■ **JOB**
Swap "set a dot" for "place a mark" throughout the records below, and write the records out again with nothing else altered. Omit the pictures from your answer.

■ **RECORDS FOR THIS EXERCISE**
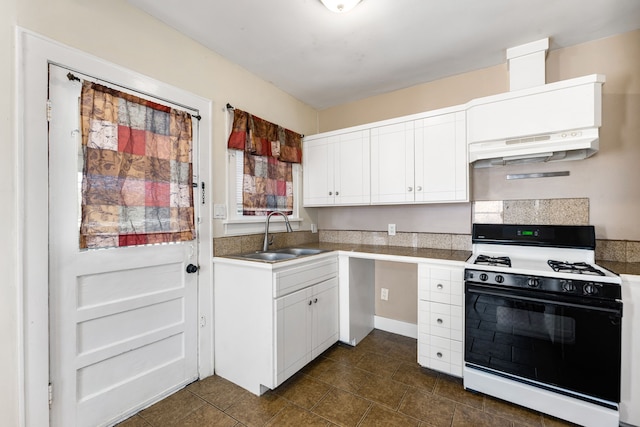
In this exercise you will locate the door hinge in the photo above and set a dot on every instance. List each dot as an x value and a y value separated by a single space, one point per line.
48 110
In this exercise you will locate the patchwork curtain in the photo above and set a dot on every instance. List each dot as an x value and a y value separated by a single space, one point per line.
138 173
269 151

■ **RESPONSE TO THE TASK**
In this exercise you will locate the door hinge in the photo above and place a mark on every instance. List each dot as an x value and a y value separated by a single space, one point per line.
48 110
In this exercise you will locate the patchwork curtain in the photo above and place a mark on every instance. List each dot as an x value and a y value separated by a single space, one point per line.
138 173
269 151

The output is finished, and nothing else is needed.